Directions:
How many lines below include the word "picnic"? State that number and nothing else.

Data to process:
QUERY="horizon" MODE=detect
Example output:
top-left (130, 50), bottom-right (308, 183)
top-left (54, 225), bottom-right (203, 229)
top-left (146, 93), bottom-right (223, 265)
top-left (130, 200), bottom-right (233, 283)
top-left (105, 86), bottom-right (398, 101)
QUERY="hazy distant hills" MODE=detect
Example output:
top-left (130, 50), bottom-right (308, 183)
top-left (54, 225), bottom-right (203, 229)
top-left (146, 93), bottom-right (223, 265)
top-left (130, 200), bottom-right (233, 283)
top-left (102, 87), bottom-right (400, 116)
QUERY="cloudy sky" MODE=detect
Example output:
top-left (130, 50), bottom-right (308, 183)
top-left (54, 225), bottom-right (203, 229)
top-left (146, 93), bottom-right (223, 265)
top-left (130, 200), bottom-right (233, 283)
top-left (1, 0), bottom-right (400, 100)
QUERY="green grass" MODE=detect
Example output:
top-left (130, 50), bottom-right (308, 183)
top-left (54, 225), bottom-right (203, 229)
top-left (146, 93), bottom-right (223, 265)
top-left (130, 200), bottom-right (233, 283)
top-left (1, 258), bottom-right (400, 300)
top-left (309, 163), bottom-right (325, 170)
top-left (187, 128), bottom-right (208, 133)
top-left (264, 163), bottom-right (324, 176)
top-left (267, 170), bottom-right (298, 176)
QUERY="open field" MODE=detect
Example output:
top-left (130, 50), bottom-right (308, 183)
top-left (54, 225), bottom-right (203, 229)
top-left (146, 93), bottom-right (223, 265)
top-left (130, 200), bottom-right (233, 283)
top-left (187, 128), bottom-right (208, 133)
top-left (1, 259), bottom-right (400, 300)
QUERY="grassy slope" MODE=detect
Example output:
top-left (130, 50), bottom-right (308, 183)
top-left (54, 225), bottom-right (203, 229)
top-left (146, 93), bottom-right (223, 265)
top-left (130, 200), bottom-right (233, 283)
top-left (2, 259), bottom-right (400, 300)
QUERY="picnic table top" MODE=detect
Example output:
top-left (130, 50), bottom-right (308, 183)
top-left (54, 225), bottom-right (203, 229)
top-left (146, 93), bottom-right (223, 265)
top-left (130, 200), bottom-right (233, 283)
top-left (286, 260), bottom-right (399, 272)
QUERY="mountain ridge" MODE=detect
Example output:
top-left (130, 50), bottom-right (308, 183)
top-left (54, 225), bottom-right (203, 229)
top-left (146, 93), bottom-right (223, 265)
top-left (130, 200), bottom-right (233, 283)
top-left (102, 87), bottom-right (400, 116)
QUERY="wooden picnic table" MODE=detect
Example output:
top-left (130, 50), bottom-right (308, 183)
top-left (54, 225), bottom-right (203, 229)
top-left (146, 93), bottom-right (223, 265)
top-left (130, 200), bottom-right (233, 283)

Expected answer:
2